Исходный текст ::
Когда Матисс через десять месяцев приехал в Москву, то ему, разумеется, устроили встречу с этими молодыми и задорными русскими авангардистами, которых репортер охарактеризовал как “целую группу русских Матиссов… из компании «Бубновых валетов»”. Среди них были Ларионов, а также Кончаловский и Машков. Их французский мэтр пообещал навестить особо (но так этого, видимо, и не сделал).

В разговоре с “бубнововалетцами” Матисс вновь выразил свое восхищение древними иконами: “Это примитив, это доподлинное народное искусство. Здесь первоисточник художественных исканий. Современный художник должен черпать свое вдохновение в этих примитивах”.

Именно это “валеты” и хотели услышать! Большинство из них находилось тогда под сильным впечатлением от народного искусства: старинных лубков, вывесок, расписных подносов. И, конечно, икон! Восприняв (во многом благодаря знакомству с коллекцией Щукина) новейшие достижения европейской живописи, “валеты” жаждали создать свой национальный неопримитивистский стиль: яркий, вызывающе грубый, выражающий сильные чувства.

Записи с указанием на названные объекты:

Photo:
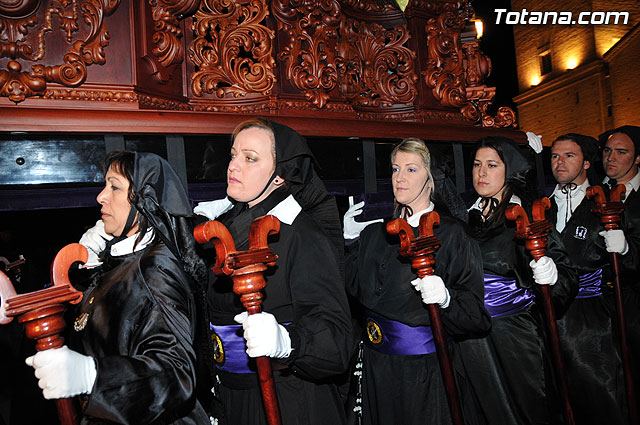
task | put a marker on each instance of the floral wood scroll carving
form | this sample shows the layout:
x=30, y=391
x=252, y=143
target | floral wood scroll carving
x=445, y=66
x=371, y=5
x=310, y=55
x=168, y=50
x=377, y=69
x=16, y=43
x=232, y=49
x=438, y=6
x=456, y=71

Что сделать :: Воспроизведите полностью, слово в слово, текст о приезде Матисса в Москву. Записи для выполнения не понадобятся.

Ответ к заданию ::
Когда Матисс через десять месяцев приехал в Москву, то ему, разумеется, устроили встречу с этими молодыми и задорными русскими авангардистами, которых репортер охарактеризовал как “целую группу русских Матиссов… из компании «Бубновых валетов»”. Среди них были Ларионов, а также Кончаловский и Машков. Их французский мэтр пообещал навестить особо (но так этого, видимо, и не сделал).

В разговоре с “бубнововалетцами” Матисс вновь выразил свое восхищение древними иконами: “Это примитив, это доподлинное народное искусство. Здесь первоисточник художественных исканий. Современный художник должен черпать свое вдохновение в этих примитивах”.

Именно это “валеты” и хотели услышать! Большинство из них находилось тогда под сильным впечатлением от народного искусства: старинных лубков, вывесок, расписных подносов. И, конечно, икон! Восприняв (во многом благодаря знакомству с коллекцией Щукина) новейшие достижения европейской живописи, “валеты” жаждали создать свой национальный неопримитивистский стиль: яркий, вызывающе грубый, выражающий сильные чувства.